**Available data**
--- start ---

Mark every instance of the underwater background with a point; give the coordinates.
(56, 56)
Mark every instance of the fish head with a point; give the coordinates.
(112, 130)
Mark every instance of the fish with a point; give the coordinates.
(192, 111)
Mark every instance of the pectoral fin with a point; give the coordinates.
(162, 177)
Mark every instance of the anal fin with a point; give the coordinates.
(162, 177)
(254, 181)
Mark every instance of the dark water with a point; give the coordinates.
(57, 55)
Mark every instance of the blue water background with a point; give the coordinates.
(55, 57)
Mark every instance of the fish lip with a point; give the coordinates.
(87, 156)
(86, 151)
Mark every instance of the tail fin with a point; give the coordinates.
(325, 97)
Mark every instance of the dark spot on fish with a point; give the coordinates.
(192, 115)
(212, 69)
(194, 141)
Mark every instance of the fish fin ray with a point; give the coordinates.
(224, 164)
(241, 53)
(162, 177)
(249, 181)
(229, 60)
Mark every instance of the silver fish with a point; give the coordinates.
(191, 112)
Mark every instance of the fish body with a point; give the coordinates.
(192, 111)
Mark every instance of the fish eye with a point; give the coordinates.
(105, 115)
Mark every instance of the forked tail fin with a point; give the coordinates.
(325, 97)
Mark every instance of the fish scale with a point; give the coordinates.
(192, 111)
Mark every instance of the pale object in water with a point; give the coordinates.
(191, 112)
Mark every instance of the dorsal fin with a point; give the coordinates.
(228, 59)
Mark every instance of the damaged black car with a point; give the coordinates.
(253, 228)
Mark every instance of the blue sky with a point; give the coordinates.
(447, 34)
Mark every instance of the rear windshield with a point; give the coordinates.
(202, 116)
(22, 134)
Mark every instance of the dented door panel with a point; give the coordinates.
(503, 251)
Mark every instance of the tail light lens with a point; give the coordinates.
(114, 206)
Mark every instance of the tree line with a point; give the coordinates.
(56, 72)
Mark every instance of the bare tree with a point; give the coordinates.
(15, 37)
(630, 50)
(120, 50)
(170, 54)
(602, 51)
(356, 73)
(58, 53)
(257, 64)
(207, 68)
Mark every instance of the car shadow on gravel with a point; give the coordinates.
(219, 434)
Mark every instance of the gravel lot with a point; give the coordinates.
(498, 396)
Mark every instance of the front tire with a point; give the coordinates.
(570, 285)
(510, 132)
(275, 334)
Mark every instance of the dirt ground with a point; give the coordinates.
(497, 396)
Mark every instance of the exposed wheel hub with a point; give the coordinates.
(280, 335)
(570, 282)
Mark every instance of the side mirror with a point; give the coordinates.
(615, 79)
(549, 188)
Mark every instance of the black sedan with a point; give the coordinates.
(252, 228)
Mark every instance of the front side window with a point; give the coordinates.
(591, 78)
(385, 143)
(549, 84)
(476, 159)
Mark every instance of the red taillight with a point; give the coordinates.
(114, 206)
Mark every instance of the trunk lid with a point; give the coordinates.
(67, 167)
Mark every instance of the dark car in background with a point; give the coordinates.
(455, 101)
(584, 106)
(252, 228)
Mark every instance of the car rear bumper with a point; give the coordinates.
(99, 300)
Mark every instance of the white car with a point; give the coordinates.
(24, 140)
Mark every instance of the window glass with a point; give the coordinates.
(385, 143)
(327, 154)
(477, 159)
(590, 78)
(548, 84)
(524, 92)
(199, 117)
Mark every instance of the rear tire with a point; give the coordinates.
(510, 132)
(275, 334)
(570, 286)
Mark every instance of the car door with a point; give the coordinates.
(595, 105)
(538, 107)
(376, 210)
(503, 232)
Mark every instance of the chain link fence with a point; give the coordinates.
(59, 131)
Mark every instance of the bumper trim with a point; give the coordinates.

--- end ---

**Exercise description**
Restate the listing in full, word for word.

**Response to this task**
Mark every instance of the underwater background with a point; give the coordinates.
(56, 56)
Mark every instance of the fish head with a point; give the coordinates.
(112, 130)
Mark every instance of the fish with a point; give the coordinates.
(192, 111)
Mark every instance of the pectoral fin with a point; give the coordinates.
(162, 177)
Mark every instance of the anal fin with a point; give the coordinates.
(162, 177)
(254, 181)
Mark every instance of the dark water with a point; give the coordinates.
(57, 55)
Mark every instance of the blue water background with a point; give the coordinates.
(55, 57)
Mark every instance of the fish lip with a point; give the coordinates.
(87, 156)
(86, 151)
Mark every instance of the tail fin with a point; give the coordinates.
(325, 97)
Mark every instance of the dark spot on fish with a point; give the coordinates.
(192, 115)
(212, 69)
(194, 141)
Mark every instance of the fish fin ray with a point; give the coordinates.
(224, 164)
(241, 53)
(162, 177)
(249, 181)
(229, 60)
Mark every instance of the silver fish with a point; give the coordinates.
(191, 112)
Mark every instance of the fish body with a point; give the coordinates.
(192, 111)
Mark every instance of the fish eye with a point; give the coordinates.
(105, 115)
Mark every instance of the forked tail fin with a point; give the coordinates.
(325, 97)
Mark every instance of the fish scale with a point; give the coordinates.
(192, 111)
Mark every instance of the pale object in water with a point; give the coordinates.
(191, 112)
Mark every instance of the dorsal fin with a point; give the coordinates.
(228, 59)
Mark every instance of the damaged black car with a point; give the coordinates.
(253, 228)
Mark every instance of the blue sky with a point; give the coordinates.
(447, 34)
Mark every instance of the rear windshield with a point; give the coordinates.
(202, 116)
(22, 134)
Mark every instance of the dented door panel with a point; give the coordinates.
(503, 251)
Mark every instance of the tail light lens with a point; give the coordinates.
(114, 206)
Mark every instance of the tree line with a point; give the coordinates.
(56, 72)
Mark every instance of the bare tree with a point; give the coordinates.
(15, 37)
(630, 50)
(120, 50)
(170, 54)
(602, 51)
(356, 73)
(58, 53)
(257, 64)
(207, 68)
Mark every instance of the car shadow on gravel with a point; give the coordinates.
(219, 434)
Mark every instance of the gravel lot with a point; give the coordinates.
(498, 396)
Mark every instance of the front tire with a point; give the coordinates.
(570, 285)
(510, 132)
(275, 334)
Mark every instance of the dirt ground with a point; give the coordinates.
(497, 396)
Mark every instance of the exposed wheel hub with a point; give the coordinates.
(280, 335)
(570, 282)
Mark every instance of the side mirror with a point; give the coordinates.
(615, 79)
(549, 188)
Mark every instance of the black sedan with a point; give the coordinates.
(252, 228)
Mark every instance of the front side window with a point; give the coordinates.
(591, 78)
(385, 143)
(549, 84)
(476, 159)
Mark every instance of the red taillight with a point; give the coordinates.
(114, 206)
Mark every instance of the trunk lid with a point; give the coordinates.
(67, 167)
Mark every instance of the dark car in background with a point; give the coordinates.
(455, 101)
(584, 106)
(252, 228)
Mark every instance of the car rear bumper with a point; give the coordinates.
(99, 300)
Mark every instance of the white car with a point; give the coordinates.
(24, 140)
Mark every instance of the window glass with a point; give the coordinates.
(385, 143)
(327, 154)
(477, 159)
(590, 78)
(548, 84)
(524, 92)
(199, 117)
Mark every instance of the rear tire with a point; give the coordinates.
(510, 132)
(275, 334)
(570, 286)
Mark every instance of the car door with a point; give the coordinates.
(595, 105)
(538, 107)
(376, 210)
(503, 232)
Mark every instance of the chain link fence with a point; give the coordinates.
(59, 131)
Mark every instance of the bumper trim with a point; give the coordinates.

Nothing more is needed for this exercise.